## [Exercise inputs]
|---|
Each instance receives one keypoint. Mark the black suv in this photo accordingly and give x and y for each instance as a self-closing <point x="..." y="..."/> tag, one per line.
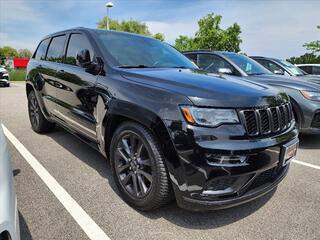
<point x="168" y="128"/>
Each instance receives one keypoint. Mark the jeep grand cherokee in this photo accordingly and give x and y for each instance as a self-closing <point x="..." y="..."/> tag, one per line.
<point x="169" y="129"/>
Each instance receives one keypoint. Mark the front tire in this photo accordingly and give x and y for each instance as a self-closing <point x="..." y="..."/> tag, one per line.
<point x="38" y="122"/>
<point x="138" y="167"/>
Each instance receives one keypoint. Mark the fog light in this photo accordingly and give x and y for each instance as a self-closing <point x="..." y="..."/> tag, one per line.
<point x="225" y="160"/>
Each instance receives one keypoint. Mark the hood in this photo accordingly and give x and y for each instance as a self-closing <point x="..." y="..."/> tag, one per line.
<point x="205" y="89"/>
<point x="297" y="83"/>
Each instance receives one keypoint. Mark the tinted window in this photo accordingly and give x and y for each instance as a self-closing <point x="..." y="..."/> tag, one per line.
<point x="294" y="70"/>
<point x="130" y="50"/>
<point x="42" y="49"/>
<point x="213" y="63"/>
<point x="248" y="65"/>
<point x="316" y="70"/>
<point x="192" y="57"/>
<point x="55" y="51"/>
<point x="77" y="42"/>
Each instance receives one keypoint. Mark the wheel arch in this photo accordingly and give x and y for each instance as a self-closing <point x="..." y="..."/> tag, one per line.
<point x="123" y="111"/>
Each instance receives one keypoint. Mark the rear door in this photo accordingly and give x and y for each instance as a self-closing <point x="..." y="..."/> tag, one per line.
<point x="76" y="92"/>
<point x="43" y="73"/>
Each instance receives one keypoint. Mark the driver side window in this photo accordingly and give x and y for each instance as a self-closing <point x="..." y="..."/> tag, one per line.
<point x="213" y="63"/>
<point x="77" y="42"/>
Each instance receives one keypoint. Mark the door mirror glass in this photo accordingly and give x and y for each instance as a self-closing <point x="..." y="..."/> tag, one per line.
<point x="278" y="72"/>
<point x="224" y="71"/>
<point x="83" y="58"/>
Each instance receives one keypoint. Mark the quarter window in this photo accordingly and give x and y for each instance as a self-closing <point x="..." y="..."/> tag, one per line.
<point x="42" y="49"/>
<point x="77" y="42"/>
<point x="55" y="51"/>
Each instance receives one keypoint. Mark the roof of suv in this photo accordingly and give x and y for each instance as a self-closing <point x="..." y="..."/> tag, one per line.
<point x="84" y="29"/>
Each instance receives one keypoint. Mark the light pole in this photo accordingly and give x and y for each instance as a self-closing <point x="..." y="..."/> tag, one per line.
<point x="108" y="5"/>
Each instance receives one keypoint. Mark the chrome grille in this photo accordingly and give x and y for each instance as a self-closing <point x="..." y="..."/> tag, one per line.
<point x="266" y="120"/>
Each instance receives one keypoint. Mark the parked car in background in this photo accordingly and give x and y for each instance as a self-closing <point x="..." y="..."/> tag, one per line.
<point x="4" y="77"/>
<point x="304" y="95"/>
<point x="283" y="67"/>
<point x="313" y="69"/>
<point x="168" y="128"/>
<point x="9" y="217"/>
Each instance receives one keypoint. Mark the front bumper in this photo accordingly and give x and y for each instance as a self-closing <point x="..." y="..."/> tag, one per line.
<point x="200" y="183"/>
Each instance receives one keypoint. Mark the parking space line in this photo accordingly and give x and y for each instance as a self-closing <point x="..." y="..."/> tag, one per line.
<point x="93" y="231"/>
<point x="306" y="164"/>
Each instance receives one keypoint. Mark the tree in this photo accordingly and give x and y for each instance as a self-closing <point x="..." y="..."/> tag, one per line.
<point x="211" y="36"/>
<point x="9" y="52"/>
<point x="131" y="25"/>
<point x="24" y="53"/>
<point x="306" y="58"/>
<point x="313" y="46"/>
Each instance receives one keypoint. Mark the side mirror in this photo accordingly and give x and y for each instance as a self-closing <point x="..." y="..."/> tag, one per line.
<point x="83" y="58"/>
<point x="278" y="72"/>
<point x="224" y="71"/>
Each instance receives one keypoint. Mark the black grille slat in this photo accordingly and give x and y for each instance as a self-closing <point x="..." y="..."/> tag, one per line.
<point x="267" y="120"/>
<point x="251" y="122"/>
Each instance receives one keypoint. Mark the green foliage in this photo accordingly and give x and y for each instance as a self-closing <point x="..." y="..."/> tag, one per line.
<point x="24" y="53"/>
<point x="159" y="36"/>
<point x="9" y="52"/>
<point x="17" y="74"/>
<point x="306" y="58"/>
<point x="211" y="36"/>
<point x="313" y="46"/>
<point x="132" y="26"/>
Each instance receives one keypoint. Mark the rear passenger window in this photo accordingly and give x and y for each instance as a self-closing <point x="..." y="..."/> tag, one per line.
<point x="192" y="57"/>
<point x="42" y="49"/>
<point x="55" y="51"/>
<point x="77" y="42"/>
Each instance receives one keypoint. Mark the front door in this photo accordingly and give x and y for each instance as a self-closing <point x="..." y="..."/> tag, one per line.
<point x="76" y="91"/>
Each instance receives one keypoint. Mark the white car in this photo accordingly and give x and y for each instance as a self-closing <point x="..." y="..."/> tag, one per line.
<point x="9" y="217"/>
<point x="4" y="77"/>
<point x="313" y="69"/>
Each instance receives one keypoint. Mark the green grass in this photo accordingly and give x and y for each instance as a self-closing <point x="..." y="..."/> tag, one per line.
<point x="17" y="74"/>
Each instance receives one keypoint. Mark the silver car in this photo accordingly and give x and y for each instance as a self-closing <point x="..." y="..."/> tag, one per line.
<point x="9" y="218"/>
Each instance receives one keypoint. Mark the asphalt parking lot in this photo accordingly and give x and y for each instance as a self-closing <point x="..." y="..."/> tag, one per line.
<point x="290" y="212"/>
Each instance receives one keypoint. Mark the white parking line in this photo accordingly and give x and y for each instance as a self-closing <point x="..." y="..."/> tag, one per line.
<point x="93" y="231"/>
<point x="306" y="164"/>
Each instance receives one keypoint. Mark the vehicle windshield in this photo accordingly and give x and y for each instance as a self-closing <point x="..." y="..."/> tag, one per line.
<point x="294" y="70"/>
<point x="133" y="51"/>
<point x="248" y="65"/>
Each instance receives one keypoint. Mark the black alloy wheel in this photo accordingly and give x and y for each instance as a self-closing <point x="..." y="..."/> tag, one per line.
<point x="133" y="165"/>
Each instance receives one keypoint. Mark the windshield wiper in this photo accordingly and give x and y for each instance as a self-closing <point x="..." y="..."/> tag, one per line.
<point x="134" y="66"/>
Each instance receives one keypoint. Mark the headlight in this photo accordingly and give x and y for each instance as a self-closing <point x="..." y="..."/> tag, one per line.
<point x="209" y="116"/>
<point x="314" y="96"/>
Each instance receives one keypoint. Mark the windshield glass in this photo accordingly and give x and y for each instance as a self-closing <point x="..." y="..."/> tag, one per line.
<point x="291" y="68"/>
<point x="248" y="65"/>
<point x="137" y="51"/>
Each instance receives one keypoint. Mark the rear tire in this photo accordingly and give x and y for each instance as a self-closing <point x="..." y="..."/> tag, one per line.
<point x="138" y="167"/>
<point x="38" y="122"/>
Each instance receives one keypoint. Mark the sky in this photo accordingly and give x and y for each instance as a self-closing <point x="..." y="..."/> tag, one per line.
<point x="273" y="28"/>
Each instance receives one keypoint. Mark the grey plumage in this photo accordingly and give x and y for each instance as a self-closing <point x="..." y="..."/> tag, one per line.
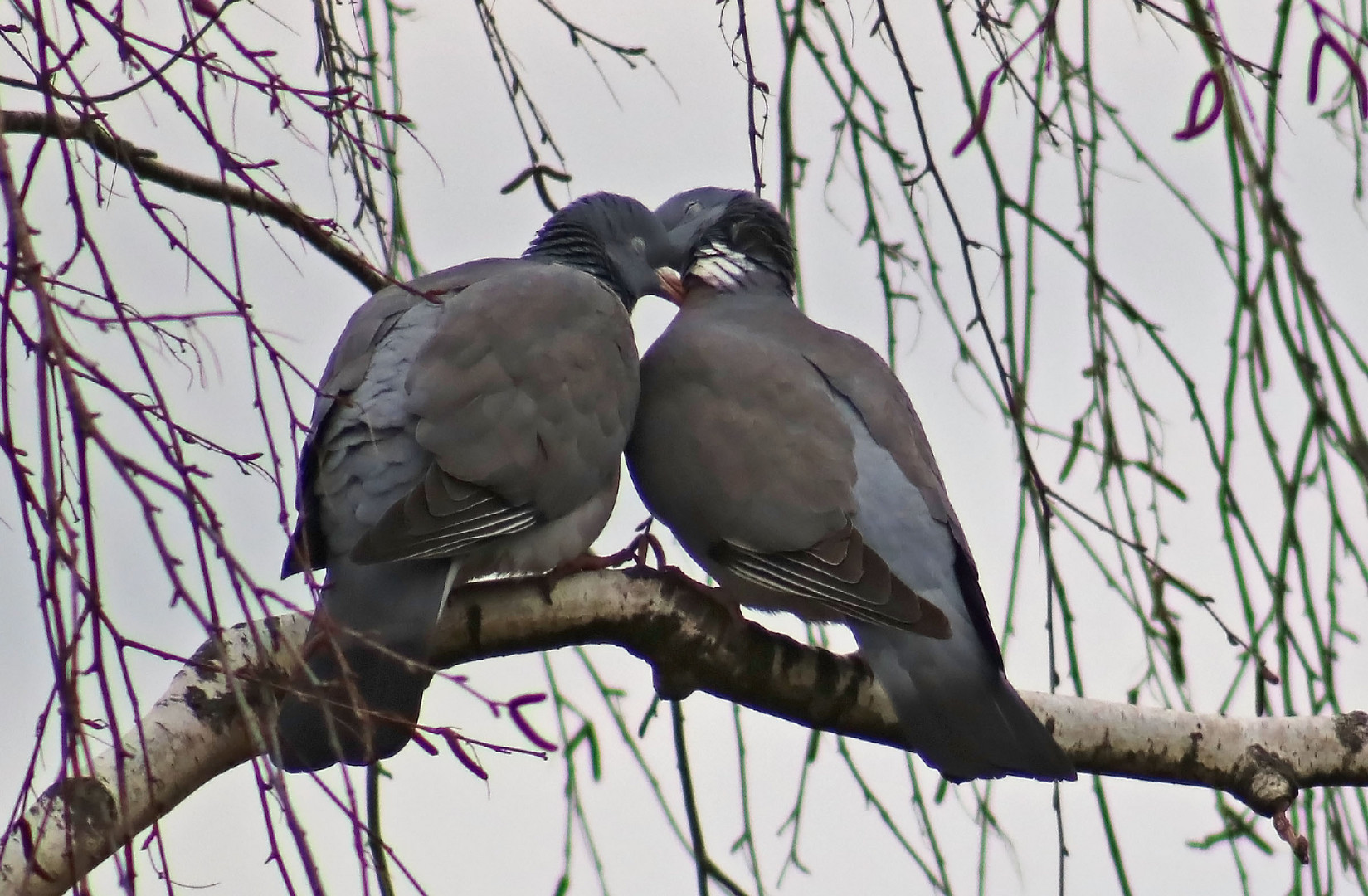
<point x="790" y="463"/>
<point x="468" y="423"/>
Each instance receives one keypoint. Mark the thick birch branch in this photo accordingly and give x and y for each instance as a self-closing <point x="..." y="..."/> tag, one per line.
<point x="200" y="728"/>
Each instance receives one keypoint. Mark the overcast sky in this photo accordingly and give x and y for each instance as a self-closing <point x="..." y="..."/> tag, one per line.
<point x="669" y="129"/>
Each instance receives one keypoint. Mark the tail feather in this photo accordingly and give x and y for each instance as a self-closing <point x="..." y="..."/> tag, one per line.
<point x="356" y="704"/>
<point x="965" y="720"/>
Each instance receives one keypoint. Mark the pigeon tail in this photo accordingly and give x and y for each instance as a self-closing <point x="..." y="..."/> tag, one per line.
<point x="965" y="724"/>
<point x="358" y="699"/>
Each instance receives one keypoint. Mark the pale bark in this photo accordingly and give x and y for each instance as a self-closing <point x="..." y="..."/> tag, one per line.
<point x="200" y="728"/>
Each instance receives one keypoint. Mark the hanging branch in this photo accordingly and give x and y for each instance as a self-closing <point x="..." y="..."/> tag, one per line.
<point x="197" y="729"/>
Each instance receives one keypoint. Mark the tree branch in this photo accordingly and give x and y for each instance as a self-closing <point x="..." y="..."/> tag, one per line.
<point x="198" y="728"/>
<point x="318" y="233"/>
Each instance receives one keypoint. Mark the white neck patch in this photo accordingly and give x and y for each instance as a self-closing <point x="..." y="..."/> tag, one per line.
<point x="720" y="265"/>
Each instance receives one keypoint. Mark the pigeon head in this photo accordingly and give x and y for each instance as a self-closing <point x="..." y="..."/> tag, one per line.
<point x="689" y="214"/>
<point x="611" y="237"/>
<point x="743" y="242"/>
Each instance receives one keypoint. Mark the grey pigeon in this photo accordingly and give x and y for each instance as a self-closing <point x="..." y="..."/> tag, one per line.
<point x="468" y="423"/>
<point x="788" y="461"/>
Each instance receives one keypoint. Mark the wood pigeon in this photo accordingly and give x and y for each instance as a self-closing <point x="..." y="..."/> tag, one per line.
<point x="468" y="423"/>
<point x="788" y="461"/>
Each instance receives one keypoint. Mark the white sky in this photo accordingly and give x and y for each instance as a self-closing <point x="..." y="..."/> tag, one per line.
<point x="460" y="835"/>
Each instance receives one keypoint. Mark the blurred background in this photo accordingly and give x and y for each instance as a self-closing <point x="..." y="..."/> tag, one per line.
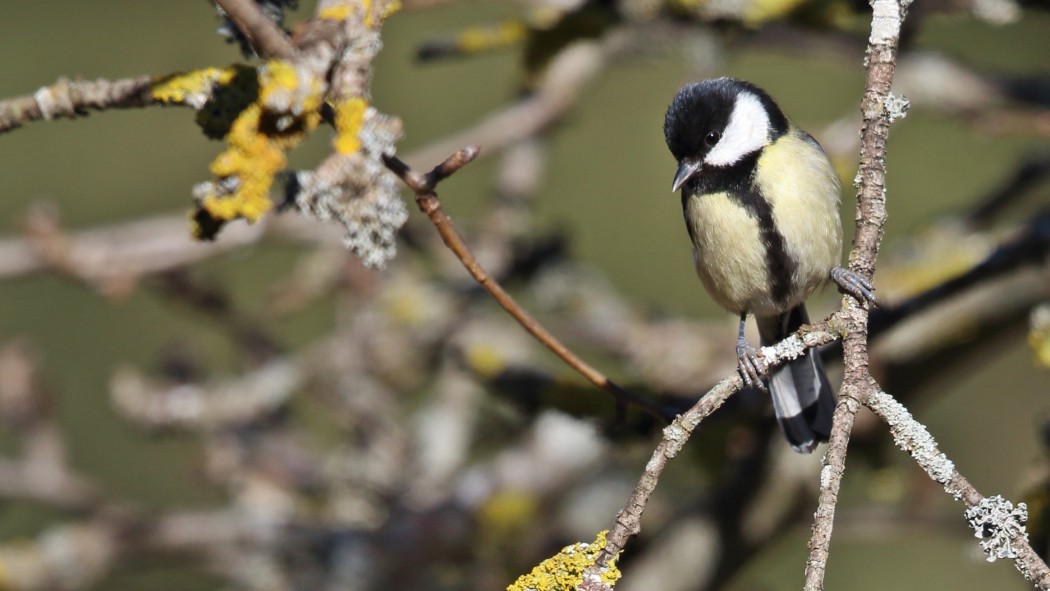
<point x="416" y="438"/>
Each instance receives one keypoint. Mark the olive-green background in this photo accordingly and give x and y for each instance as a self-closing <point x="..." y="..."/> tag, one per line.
<point x="608" y="185"/>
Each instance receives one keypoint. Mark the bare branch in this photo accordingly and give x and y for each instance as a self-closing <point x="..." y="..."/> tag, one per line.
<point x="265" y="36"/>
<point x="428" y="204"/>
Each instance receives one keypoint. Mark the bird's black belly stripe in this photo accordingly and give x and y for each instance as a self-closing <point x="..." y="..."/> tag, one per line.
<point x="738" y="182"/>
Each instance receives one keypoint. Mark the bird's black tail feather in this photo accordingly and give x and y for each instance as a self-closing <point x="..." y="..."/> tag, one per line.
<point x="802" y="397"/>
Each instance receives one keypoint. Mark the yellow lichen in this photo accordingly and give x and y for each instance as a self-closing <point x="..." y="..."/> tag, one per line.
<point x="508" y="511"/>
<point x="485" y="360"/>
<point x="254" y="160"/>
<point x="1038" y="338"/>
<point x="342" y="12"/>
<point x="176" y="88"/>
<point x="285" y="88"/>
<point x="564" y="571"/>
<point x="349" y="115"/>
<point x="481" y="39"/>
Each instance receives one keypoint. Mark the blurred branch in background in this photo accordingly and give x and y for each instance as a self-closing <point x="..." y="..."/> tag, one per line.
<point x="421" y="440"/>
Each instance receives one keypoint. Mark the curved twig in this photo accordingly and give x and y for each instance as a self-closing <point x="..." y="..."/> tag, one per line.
<point x="423" y="186"/>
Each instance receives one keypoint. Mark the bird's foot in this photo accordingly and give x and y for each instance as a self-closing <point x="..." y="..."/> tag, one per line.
<point x="854" y="283"/>
<point x="750" y="365"/>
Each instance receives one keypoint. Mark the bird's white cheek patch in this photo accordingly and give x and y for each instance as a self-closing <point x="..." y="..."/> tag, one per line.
<point x="748" y="131"/>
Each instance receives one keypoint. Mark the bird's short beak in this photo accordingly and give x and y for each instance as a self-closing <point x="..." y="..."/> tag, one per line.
<point x="686" y="171"/>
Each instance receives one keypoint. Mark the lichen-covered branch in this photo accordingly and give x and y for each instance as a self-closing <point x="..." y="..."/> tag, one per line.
<point x="878" y="111"/>
<point x="69" y="99"/>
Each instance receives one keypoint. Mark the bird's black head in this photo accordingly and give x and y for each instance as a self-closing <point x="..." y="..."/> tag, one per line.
|---|
## [Problem statement]
Rewrite the listing from the line containing "Each instance receives one keypoint. Mark the bird's white" through the end, swapping "lichen-covered branch" for "moss-covered branch" and leaving everything else unchanged.

## [Response]
Each instance receives one keypoint. Mark the bird's white cheek patch in this photo accordingly and give x and y for each instance as a self-closing <point x="..." y="..."/> tag, one per line.
<point x="748" y="131"/>
Each instance receives one keypoint. Mark the bird's short beak in this photo accordingly and give x and y for each instance as a self-closing <point x="..." y="..."/> tag, one per line.
<point x="686" y="171"/>
Each instance receives one keypoint. Mark the moss-covered branch in this photo accordingly and give x and y for each instance as a self-closing <point x="..." y="..."/> tag, one per line.
<point x="878" y="111"/>
<point x="69" y="99"/>
Each instance receives one keypoint. Mark the bird's black head in this photo accordingly and give x and y for each instance as a self-closing <point x="..." y="..."/> tag, one per line.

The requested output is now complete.